> [Written task]
In the post on game-master advice below, reproduce everything from "I think you've" down to "playstyle are not.", word for word.

> [Page]
----

I think you've hit on something really lovely here, as someone who's made entire GM advice YouTube videos and such, and I think there's an additional factor to consider: GM principles and guidance are making their way deeply into the texts of games, but the kind of advice you're giving about how playstyle are not.
PbtA is a great example of a genre where the game is often outlining a deep ethos of GMing -- ("don't prep plots," "re-incorporate players ideas," etc) -- but almost always the player is treated as someone who should ever have a word of two of encouragement or guidance outside of the rules they have to follow. I wonder how this could be different.
An idea: When I started running Mausritter, I had a D&D 5e group, and I wanted to help them get adjusted in their playstyle. So to this day, when I run Mausritter (probably 10-15 times a year) I always read the short list of Player Principles out loud TWICE each session -- it says stuff like "Work together. Devise schemes. Recruit allies." And throwing this stuff in their face REALLY DOES help. They really do consider "let's recruit this guy instead of fighting him" when you tell them that's how the game is meant to be.
It might be the case - as I somewhat snarkily suggested - that there is something like an ‘objective’ set of GM tools that are more or less required to engage in the collective endeavour that is an RPG. But I often find it hard to draw a distinction between what are useful tools for running an RPG per se and what are the basic requirements of agreeable social interaction. Is ‘spotlight conrol’ a ‘GM tip’ or is it just describing the conversational norm of shutting up from time to time and encouraging others to do likewise - or to speak up, as appropriate?

----

> [Collected material]
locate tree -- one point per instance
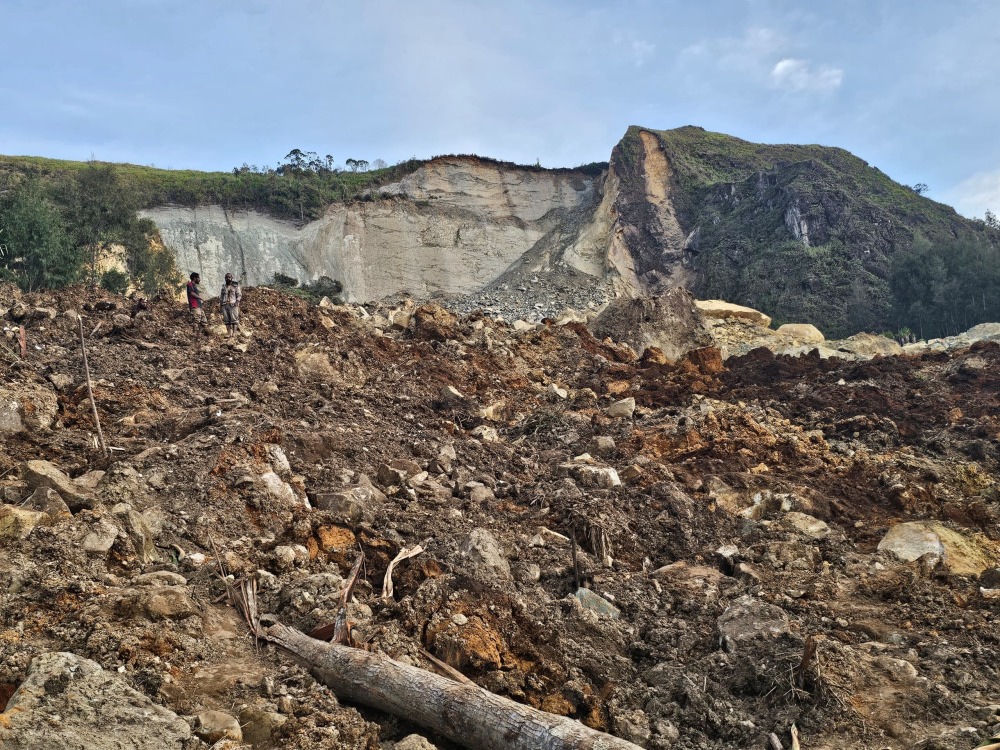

----

> [Reply to the task]
I think you've hit on something really lovely here, as someone who's made entire GM advice YouTube videos and such, and I think there's an additional factor to consider: GM principles and guidance are making their way deeply into the texts of games, but the kind of advice you're giving about how playstyle are not.